■ Work instructions
List every line of the records below that contains the word "rear".

[Data items]
########

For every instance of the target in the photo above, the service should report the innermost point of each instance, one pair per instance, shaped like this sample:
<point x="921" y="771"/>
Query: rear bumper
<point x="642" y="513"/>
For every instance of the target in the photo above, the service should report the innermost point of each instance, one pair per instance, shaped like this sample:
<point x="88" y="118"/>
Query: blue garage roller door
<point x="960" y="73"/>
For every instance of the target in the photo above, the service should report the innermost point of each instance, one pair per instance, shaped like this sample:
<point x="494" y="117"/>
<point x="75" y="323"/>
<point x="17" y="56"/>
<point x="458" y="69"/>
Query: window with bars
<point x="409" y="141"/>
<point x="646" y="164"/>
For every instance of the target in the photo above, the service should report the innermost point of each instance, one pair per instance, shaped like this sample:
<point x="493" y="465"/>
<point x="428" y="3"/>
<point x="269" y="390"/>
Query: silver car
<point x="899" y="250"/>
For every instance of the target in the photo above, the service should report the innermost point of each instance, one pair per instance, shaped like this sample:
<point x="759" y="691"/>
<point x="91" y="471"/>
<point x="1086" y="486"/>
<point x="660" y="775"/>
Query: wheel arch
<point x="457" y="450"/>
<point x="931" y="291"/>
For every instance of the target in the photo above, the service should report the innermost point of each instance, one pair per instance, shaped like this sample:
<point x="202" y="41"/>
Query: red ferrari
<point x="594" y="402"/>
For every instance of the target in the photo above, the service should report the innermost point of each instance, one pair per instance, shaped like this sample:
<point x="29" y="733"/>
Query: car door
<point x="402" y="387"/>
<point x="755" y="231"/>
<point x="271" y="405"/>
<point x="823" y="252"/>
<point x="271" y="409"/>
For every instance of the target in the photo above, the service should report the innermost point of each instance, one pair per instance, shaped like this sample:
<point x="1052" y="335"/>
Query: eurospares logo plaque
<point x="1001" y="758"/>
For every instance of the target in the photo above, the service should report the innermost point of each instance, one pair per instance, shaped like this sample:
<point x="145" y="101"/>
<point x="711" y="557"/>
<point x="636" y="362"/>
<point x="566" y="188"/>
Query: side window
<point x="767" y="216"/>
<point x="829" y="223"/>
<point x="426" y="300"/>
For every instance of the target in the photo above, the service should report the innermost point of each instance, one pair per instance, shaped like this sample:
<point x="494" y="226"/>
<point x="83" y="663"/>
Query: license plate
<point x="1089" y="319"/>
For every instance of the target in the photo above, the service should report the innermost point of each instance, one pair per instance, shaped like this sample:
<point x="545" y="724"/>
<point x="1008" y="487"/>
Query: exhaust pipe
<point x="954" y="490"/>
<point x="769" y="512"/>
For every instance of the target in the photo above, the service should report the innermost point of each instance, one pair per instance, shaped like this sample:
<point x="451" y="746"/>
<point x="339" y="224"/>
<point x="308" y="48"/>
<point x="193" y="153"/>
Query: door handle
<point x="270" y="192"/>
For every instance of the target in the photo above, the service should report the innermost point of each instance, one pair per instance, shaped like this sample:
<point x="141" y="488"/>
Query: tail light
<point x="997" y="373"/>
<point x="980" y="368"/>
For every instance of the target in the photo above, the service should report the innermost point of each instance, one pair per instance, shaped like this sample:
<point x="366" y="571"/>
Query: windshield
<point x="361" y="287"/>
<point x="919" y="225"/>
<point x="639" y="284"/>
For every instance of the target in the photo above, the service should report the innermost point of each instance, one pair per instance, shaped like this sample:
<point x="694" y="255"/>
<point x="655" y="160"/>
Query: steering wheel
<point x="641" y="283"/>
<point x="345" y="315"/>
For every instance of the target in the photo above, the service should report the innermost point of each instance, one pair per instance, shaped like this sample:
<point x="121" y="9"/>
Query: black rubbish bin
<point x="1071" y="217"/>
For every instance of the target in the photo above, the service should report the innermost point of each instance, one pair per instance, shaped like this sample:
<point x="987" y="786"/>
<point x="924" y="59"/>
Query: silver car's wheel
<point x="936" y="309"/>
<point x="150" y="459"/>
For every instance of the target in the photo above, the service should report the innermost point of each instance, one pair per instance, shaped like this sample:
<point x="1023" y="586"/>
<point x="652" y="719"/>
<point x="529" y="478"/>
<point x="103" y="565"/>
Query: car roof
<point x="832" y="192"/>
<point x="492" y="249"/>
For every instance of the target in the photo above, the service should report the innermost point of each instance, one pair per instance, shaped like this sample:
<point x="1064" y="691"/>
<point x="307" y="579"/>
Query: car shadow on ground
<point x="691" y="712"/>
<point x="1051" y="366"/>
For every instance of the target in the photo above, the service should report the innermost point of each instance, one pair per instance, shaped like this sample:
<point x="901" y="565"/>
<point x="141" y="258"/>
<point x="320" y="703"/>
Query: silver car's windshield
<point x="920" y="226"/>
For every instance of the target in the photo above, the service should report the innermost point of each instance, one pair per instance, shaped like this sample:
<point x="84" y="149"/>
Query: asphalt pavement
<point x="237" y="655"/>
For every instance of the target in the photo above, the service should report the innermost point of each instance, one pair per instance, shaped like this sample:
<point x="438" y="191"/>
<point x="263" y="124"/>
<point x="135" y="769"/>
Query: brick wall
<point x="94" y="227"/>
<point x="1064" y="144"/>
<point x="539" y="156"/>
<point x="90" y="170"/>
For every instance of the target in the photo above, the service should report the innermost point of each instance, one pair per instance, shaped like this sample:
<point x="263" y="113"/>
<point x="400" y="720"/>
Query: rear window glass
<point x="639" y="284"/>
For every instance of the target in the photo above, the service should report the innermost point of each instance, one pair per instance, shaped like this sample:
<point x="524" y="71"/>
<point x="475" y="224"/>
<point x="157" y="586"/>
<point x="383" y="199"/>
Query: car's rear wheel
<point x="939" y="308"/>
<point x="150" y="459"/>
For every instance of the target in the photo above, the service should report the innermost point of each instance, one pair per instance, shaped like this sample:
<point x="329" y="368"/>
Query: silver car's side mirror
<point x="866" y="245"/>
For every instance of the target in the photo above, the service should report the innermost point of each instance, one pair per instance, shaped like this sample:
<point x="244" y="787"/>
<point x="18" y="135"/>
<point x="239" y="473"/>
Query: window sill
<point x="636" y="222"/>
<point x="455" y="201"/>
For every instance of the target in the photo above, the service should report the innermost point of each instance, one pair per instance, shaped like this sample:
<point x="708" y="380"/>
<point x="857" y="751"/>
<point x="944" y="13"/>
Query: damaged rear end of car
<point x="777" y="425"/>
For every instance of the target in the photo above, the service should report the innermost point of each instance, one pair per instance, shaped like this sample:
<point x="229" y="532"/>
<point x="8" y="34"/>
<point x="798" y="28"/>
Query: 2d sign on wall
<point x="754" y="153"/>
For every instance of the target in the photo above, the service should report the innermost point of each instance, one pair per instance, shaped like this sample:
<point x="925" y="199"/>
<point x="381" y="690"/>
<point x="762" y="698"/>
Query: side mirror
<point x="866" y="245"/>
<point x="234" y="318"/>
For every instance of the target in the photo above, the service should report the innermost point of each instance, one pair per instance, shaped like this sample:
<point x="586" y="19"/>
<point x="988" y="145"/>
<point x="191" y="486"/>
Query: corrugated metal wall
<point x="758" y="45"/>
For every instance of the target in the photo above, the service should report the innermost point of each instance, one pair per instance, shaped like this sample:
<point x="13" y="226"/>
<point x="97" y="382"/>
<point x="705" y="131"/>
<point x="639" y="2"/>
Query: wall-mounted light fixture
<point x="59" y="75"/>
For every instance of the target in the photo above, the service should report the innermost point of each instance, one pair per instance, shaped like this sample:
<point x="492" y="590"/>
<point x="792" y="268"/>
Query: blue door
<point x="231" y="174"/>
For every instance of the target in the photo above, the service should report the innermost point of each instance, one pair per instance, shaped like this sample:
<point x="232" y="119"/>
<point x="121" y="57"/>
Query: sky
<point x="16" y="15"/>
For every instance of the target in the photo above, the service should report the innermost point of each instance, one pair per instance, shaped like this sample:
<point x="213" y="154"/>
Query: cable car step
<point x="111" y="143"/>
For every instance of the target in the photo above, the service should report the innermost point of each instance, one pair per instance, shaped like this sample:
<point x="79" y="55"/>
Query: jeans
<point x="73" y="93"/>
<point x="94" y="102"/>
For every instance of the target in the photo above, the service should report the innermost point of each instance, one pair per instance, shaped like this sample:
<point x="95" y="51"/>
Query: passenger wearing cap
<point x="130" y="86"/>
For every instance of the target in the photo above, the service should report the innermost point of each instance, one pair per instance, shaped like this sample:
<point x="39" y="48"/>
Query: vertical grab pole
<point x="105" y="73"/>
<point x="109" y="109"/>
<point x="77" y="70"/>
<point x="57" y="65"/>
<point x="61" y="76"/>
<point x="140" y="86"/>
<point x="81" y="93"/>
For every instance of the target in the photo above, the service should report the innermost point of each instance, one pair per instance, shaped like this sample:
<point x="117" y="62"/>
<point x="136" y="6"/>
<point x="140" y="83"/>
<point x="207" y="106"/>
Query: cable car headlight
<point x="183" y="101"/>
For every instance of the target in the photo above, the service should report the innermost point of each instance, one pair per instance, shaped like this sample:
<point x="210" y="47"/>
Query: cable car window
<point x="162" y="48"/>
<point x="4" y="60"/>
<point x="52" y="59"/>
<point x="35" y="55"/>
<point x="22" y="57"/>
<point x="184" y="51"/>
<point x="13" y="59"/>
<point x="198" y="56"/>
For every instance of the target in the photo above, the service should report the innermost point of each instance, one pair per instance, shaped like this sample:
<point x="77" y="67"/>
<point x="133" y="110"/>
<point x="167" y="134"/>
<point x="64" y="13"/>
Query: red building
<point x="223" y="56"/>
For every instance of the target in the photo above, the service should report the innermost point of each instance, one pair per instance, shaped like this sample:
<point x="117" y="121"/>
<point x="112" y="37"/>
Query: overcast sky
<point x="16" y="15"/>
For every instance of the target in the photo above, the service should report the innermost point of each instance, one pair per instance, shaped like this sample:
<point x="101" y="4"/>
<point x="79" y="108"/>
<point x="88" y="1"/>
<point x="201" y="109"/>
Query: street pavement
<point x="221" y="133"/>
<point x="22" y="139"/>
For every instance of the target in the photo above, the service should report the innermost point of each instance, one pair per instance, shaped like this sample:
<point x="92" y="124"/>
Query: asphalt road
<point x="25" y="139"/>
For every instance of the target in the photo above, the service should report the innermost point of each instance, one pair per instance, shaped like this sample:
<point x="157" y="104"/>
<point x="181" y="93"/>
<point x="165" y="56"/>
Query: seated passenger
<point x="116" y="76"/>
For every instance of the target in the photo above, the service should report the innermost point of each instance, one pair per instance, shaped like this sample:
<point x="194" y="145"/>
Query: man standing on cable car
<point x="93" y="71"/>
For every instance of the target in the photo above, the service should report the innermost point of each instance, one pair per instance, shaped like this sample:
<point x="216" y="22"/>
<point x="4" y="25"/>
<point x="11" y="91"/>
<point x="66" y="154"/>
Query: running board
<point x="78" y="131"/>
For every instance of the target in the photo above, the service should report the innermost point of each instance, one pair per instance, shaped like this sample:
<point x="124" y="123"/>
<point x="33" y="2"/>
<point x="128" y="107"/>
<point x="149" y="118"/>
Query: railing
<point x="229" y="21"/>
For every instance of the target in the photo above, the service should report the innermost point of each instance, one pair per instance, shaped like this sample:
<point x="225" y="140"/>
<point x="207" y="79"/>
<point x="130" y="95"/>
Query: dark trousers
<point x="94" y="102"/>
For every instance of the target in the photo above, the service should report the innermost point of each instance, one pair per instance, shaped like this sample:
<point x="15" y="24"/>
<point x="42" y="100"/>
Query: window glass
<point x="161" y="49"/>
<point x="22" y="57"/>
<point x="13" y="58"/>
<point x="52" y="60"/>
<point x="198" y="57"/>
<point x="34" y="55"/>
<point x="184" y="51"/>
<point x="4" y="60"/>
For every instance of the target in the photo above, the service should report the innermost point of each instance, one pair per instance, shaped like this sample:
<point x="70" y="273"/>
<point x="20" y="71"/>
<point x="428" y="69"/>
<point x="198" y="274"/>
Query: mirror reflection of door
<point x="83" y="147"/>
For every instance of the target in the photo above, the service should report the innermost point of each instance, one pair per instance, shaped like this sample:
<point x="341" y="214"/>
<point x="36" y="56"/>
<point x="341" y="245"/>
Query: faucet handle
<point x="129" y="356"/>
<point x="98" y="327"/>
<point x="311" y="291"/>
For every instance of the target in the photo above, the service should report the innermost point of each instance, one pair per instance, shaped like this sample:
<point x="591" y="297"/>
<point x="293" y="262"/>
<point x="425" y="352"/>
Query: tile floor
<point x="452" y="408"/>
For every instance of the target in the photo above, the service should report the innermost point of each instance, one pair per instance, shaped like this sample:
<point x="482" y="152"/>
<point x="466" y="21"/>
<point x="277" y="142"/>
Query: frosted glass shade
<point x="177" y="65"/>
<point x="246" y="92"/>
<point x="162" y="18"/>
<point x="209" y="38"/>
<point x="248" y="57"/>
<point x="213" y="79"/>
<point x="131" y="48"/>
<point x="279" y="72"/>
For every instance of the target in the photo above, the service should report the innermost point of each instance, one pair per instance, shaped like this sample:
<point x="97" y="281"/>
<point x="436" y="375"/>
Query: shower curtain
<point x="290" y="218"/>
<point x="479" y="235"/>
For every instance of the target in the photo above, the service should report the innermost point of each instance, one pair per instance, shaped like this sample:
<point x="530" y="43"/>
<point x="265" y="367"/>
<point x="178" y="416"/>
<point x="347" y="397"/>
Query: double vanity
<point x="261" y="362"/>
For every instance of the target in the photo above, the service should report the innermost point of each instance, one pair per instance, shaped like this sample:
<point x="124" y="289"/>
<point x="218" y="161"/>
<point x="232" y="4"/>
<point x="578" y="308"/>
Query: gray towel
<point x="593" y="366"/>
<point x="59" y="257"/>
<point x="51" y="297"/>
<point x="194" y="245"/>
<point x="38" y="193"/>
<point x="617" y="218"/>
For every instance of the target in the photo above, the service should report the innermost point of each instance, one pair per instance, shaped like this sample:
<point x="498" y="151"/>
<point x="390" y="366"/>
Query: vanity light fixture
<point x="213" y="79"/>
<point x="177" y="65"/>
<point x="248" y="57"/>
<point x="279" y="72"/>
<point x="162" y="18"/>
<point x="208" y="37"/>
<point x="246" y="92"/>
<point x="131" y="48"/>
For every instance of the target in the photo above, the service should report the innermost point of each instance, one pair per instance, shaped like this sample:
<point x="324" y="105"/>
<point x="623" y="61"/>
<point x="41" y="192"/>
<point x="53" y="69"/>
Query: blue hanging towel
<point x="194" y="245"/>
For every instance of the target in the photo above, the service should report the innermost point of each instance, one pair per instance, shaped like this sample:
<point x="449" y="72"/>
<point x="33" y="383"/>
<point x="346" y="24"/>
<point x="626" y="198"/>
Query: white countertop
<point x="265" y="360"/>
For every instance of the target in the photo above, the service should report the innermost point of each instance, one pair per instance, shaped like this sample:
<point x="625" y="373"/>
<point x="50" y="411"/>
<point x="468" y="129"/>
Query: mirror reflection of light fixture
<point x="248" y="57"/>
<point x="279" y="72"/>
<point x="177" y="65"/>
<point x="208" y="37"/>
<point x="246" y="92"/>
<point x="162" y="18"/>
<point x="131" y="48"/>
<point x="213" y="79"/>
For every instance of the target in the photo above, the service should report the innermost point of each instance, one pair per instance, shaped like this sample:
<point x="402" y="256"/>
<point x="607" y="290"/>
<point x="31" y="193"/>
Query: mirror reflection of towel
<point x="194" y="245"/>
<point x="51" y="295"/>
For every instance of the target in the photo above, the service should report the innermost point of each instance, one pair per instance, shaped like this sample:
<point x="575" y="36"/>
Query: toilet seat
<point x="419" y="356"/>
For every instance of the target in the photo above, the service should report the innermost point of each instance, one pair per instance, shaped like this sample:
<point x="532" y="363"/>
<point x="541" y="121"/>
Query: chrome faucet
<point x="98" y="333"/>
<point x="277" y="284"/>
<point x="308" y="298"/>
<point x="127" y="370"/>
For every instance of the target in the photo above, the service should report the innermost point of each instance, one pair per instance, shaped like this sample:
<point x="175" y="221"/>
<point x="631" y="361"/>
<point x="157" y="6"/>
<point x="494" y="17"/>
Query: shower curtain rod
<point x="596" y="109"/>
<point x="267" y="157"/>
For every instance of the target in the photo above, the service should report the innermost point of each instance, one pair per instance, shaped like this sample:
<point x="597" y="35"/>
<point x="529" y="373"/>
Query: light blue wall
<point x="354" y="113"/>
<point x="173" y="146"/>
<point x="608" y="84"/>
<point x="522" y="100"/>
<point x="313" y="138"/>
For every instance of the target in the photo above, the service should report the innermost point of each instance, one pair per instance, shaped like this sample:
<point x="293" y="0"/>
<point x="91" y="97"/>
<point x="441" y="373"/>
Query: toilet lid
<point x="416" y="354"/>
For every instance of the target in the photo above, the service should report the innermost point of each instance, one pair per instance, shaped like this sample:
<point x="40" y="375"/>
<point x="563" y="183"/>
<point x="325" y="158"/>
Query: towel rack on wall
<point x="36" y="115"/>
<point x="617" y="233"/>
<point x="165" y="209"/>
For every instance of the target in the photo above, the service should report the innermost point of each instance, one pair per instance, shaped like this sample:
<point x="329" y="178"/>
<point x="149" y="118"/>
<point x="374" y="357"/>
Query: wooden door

########

■ Answer to this problem
Query: rear bumper
Query: rear window glass
Query: car's rear wheel
Query: damaged rear end of car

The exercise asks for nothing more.